The task: All of the listing below must be repeated word for word. Pictures are the only thing to omit.

Provided information:
·····

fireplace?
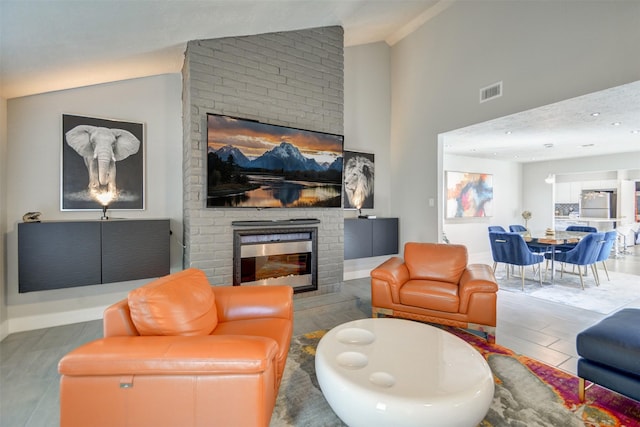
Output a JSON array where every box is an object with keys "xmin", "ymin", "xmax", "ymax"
[{"xmin": 233, "ymin": 227, "xmax": 318, "ymax": 293}]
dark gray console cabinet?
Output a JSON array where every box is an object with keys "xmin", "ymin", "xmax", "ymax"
[
  {"xmin": 19, "ymin": 220, "xmax": 170, "ymax": 293},
  {"xmin": 344, "ymin": 218, "xmax": 399, "ymax": 260}
]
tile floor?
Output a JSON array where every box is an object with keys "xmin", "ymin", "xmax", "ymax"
[{"xmin": 1, "ymin": 249, "xmax": 639, "ymax": 426}]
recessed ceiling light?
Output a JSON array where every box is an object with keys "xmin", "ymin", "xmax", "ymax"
[
  {"xmin": 505, "ymin": 131, "xmax": 512, "ymax": 135},
  {"xmin": 631, "ymin": 130, "xmax": 640, "ymax": 134},
  {"xmin": 590, "ymin": 112, "xmax": 600, "ymax": 117},
  {"xmin": 581, "ymin": 144, "xmax": 595, "ymax": 148},
  {"xmin": 543, "ymin": 143, "xmax": 554, "ymax": 148},
  {"xmin": 612, "ymin": 122, "xmax": 622, "ymax": 126}
]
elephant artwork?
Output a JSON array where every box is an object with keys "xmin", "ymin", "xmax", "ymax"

·····

Result:
fireplace?
Output a JSON array where every box is an object with keys "xmin", "ymin", "xmax", "ymax"
[{"xmin": 233, "ymin": 227, "xmax": 318, "ymax": 293}]
dark gray console cabinet?
Output a JSON array where every box is an object with keys "xmin", "ymin", "xmax", "ymax"
[
  {"xmin": 19, "ymin": 220, "xmax": 170, "ymax": 293},
  {"xmin": 344, "ymin": 218, "xmax": 399, "ymax": 260}
]
tile floor?
Output a JSON array where every box is an object with keys "xmin", "ymin", "xmax", "ymax"
[{"xmin": 1, "ymin": 249, "xmax": 639, "ymax": 426}]
recessed ceiling light?
Output a JSON array where every box is an object with keys "xmin", "ymin", "xmax", "ymax"
[
  {"xmin": 505, "ymin": 131, "xmax": 512, "ymax": 135},
  {"xmin": 631, "ymin": 130, "xmax": 640, "ymax": 134},
  {"xmin": 590, "ymin": 112, "xmax": 600, "ymax": 117},
  {"xmin": 581, "ymin": 144, "xmax": 595, "ymax": 148},
  {"xmin": 543, "ymin": 143, "xmax": 554, "ymax": 148},
  {"xmin": 612, "ymin": 122, "xmax": 622, "ymax": 126}
]
elephant artwork?
Output a JSON array where every box is an object with keys "xmin", "ymin", "xmax", "ymax"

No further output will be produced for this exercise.